§ LISTED ENTRIES:
======

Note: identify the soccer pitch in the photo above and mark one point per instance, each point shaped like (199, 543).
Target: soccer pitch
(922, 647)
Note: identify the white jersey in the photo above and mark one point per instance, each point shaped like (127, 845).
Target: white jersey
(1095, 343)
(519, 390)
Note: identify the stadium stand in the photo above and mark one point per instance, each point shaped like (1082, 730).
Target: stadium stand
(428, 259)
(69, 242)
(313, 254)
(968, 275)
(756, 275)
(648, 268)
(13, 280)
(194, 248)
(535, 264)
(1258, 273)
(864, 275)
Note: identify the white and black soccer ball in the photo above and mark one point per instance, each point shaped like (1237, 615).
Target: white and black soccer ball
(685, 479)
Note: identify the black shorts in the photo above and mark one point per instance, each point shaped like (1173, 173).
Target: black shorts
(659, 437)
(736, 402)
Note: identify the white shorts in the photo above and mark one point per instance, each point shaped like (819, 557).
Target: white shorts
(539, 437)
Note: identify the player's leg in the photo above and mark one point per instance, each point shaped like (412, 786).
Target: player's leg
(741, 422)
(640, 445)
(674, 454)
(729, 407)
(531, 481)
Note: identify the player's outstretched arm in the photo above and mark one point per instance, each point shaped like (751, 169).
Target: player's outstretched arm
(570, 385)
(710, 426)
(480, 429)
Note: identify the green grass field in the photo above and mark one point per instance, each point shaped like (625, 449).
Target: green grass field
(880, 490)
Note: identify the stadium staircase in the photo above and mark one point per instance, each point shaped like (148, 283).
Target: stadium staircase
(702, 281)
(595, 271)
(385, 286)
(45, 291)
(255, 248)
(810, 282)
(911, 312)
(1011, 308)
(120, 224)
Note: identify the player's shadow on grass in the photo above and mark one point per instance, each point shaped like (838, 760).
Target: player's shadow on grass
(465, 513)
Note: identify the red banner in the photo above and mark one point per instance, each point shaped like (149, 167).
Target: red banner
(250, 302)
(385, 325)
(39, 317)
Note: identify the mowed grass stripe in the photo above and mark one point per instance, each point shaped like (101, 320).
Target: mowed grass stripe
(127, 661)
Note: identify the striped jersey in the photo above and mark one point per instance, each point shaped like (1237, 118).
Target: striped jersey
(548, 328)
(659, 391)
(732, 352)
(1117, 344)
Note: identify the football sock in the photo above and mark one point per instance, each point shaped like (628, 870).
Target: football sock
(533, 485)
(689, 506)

======

§ PROBLEM DESCRIPTION: Express the lines from the one containing "Note: identify the football" through the end of the lines, both included, as a JSON list of strings, one string per line, with blank lines left out.

§ THE RESULT:
[
  "Note: identify the football sock in the photo above and mark one point per instance, each point shaped like (628, 870).",
  "Target: football sock",
  "(533, 485)",
  "(689, 506)"
]